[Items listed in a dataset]
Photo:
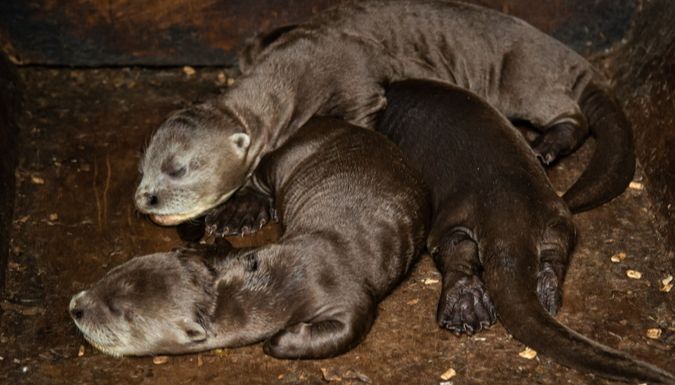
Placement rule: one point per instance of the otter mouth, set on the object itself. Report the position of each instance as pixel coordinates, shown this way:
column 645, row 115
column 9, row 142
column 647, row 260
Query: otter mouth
column 170, row 220
column 106, row 349
column 176, row 219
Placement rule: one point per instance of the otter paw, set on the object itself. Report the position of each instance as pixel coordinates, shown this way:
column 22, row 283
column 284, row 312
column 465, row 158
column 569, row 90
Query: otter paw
column 245, row 213
column 466, row 307
column 547, row 149
column 549, row 289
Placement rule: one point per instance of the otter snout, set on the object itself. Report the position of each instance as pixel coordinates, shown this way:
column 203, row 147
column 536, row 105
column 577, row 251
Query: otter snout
column 146, row 200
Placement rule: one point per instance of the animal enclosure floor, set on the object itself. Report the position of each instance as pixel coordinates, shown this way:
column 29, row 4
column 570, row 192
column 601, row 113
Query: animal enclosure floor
column 82, row 134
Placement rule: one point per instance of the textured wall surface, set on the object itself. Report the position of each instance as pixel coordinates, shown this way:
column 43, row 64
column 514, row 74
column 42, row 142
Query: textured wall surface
column 644, row 73
column 9, row 105
column 206, row 32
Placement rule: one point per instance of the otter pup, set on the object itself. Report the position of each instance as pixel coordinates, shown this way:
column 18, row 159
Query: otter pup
column 312, row 294
column 338, row 63
column 494, row 210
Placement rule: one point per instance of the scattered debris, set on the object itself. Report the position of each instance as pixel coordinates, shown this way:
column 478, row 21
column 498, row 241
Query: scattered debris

* _EXERCISE BRIEF_
Put the material from its start through the line containing "column 170, row 220" into a Markdown table with the columns Number and Line, leaving out blank lines and the picture.

* _COMPLETED TASK_
| Number | Line |
|---|---|
| 1 | Photo: |
| 2 | Placement rule: one point per instance of the otter mouth, set on the object itself. Report the position of each instance as pixel coordinates, shown this way: |
| 3 | column 645, row 115 |
| 4 | column 9, row 142 |
| 5 | column 647, row 260 |
| 6 | Query: otter mouth |
| 7 | column 170, row 220 |